Information provided
>>

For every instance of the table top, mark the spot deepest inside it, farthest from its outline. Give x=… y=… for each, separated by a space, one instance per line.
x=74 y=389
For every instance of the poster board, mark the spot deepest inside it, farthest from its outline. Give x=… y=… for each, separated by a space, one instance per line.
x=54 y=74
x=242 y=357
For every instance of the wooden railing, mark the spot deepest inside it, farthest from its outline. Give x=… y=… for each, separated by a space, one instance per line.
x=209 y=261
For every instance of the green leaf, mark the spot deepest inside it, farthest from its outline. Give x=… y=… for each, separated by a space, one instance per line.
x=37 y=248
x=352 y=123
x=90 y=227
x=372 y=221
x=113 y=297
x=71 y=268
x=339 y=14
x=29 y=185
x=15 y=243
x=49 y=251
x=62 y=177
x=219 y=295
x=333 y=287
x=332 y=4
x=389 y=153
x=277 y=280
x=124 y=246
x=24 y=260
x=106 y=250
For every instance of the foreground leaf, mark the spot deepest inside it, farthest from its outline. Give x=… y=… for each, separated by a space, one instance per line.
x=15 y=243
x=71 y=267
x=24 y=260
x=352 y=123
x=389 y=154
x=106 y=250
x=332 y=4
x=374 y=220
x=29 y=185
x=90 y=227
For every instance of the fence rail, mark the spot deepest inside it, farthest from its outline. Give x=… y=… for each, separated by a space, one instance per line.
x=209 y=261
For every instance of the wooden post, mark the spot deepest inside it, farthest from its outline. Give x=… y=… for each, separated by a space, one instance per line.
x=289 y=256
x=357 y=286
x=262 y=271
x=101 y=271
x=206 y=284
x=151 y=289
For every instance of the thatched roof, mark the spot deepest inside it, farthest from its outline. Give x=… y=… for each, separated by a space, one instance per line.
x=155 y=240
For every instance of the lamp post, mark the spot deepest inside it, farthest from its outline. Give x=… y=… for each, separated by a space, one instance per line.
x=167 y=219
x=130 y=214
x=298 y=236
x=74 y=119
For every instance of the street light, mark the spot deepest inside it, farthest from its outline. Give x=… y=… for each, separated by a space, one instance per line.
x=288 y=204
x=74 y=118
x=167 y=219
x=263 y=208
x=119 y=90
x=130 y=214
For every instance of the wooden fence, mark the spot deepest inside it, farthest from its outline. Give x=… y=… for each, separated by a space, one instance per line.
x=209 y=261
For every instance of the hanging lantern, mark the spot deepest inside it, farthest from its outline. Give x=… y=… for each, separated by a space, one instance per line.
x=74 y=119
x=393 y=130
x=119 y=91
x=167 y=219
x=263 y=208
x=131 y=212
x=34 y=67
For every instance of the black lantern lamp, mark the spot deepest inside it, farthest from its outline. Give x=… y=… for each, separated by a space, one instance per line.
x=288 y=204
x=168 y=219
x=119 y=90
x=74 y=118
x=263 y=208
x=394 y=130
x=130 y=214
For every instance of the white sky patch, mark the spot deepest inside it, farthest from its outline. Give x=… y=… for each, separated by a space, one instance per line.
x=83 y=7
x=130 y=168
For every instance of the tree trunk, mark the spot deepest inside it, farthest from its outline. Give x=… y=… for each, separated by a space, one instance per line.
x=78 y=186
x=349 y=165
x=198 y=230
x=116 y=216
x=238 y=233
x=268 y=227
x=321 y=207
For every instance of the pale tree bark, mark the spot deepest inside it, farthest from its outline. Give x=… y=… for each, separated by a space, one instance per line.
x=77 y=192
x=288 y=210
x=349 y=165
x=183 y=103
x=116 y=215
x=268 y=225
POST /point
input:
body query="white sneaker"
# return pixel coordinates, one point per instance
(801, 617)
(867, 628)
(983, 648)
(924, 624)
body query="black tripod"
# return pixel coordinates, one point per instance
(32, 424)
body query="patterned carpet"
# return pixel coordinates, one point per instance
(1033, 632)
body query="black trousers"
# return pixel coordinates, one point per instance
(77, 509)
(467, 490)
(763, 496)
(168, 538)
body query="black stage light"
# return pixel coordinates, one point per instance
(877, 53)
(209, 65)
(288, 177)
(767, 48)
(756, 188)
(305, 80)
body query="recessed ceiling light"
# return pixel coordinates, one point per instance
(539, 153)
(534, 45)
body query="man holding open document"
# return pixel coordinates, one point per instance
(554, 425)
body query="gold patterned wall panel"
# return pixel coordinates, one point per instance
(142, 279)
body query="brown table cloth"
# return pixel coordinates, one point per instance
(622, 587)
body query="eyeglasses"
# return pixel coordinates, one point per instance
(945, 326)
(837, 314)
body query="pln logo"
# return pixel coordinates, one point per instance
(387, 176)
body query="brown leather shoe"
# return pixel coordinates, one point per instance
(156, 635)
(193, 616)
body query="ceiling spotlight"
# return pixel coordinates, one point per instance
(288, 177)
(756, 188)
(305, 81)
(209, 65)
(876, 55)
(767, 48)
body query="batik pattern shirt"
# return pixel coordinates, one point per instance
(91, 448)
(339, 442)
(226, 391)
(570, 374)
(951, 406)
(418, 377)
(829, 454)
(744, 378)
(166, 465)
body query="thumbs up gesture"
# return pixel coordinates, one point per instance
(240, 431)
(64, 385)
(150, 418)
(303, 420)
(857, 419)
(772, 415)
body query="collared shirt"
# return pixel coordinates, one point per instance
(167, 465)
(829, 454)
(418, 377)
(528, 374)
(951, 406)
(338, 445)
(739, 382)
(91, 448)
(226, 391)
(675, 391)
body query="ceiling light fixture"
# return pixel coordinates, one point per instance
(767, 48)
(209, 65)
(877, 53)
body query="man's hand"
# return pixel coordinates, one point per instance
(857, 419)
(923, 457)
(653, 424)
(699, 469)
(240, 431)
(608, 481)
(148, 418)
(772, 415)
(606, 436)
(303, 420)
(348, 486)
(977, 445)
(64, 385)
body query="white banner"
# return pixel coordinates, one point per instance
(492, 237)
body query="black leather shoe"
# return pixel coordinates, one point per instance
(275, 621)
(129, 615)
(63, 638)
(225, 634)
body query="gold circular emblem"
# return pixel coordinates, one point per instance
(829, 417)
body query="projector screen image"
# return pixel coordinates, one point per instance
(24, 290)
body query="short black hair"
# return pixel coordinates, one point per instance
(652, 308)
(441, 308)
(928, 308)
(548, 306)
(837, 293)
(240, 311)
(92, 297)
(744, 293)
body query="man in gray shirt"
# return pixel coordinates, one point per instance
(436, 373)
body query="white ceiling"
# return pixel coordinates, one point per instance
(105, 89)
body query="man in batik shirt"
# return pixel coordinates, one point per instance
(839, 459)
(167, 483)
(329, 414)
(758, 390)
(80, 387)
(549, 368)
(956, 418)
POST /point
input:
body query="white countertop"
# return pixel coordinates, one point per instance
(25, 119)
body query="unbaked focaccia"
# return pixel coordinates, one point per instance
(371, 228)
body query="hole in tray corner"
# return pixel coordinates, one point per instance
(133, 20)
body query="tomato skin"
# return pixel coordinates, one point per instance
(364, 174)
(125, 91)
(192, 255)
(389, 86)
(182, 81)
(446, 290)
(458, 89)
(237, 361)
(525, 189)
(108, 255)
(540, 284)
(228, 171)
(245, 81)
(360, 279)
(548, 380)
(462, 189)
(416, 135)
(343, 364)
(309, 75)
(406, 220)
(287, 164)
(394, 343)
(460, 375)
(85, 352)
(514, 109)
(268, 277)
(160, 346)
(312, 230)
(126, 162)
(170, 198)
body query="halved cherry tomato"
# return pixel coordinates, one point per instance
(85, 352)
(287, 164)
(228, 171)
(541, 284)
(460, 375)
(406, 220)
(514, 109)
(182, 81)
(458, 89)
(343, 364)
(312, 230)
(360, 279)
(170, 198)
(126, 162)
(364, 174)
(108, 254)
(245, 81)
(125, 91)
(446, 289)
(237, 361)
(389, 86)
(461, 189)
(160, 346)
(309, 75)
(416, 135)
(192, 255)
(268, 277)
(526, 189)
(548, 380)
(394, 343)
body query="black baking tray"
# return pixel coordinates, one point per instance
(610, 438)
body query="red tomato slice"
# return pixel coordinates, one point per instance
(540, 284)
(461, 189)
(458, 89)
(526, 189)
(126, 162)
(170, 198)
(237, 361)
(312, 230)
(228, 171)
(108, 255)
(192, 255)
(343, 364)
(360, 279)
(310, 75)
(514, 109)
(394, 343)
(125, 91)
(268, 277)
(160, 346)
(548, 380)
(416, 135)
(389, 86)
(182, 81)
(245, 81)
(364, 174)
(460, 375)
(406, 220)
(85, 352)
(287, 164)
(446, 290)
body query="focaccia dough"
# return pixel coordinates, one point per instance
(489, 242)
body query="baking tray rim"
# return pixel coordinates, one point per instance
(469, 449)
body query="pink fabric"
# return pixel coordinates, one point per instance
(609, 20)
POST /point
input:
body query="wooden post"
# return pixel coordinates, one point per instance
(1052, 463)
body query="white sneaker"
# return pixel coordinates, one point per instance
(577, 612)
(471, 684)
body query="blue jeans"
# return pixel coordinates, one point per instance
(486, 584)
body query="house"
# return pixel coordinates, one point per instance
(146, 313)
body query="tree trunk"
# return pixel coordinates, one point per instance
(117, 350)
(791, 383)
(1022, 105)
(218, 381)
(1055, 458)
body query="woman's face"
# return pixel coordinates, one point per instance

<<

Written request
Copy the records word for word, starting at their first line and ending at the line that contains "x=151 y=289". Include both of those lines.

The reply
For every instance of the table top, mark the spot deepest inside it, farthest from its outline. Give x=… y=… for each, separated by a space, one instance per line.
x=74 y=389
For every instance of the poster board, mark the spot deepest inside it, farthest from its outline. Give x=… y=… for each, separated by a space, one instance per line.
x=54 y=74
x=242 y=357
For every instance of the wooden railing, mark the spot deepest inside it, farthest from its outline. Give x=… y=… for each, separated by a space, one instance per line.
x=209 y=261
For every instance of the green leaf, mark the spot deepest inside it, farthest from its outline. Give x=… y=… for each, separated by a space, one instance per line.
x=37 y=248
x=352 y=123
x=90 y=227
x=372 y=221
x=113 y=297
x=71 y=268
x=339 y=14
x=29 y=185
x=15 y=243
x=49 y=251
x=62 y=177
x=219 y=295
x=333 y=287
x=332 y=4
x=389 y=153
x=277 y=280
x=124 y=246
x=24 y=260
x=106 y=250
For every instance of the foreground leaf, mark the spot deepest inside it, farthest from its outline. Give x=… y=… for each, separated by a space, one instance per line.
x=15 y=243
x=71 y=267
x=24 y=260
x=352 y=123
x=389 y=154
x=106 y=250
x=332 y=4
x=374 y=220
x=29 y=185
x=90 y=227
For every instance of the fence rail, mark the spot deepest inside it, farthest from its outline. Give x=… y=… for each, separated by a space, one instance per line.
x=209 y=261
For every instance of the wooden post, mark the spot deepest inside it, farthest from its outline. Give x=… y=… for each, separated by a space, one instance per line.
x=289 y=256
x=357 y=286
x=262 y=271
x=101 y=271
x=206 y=284
x=151 y=289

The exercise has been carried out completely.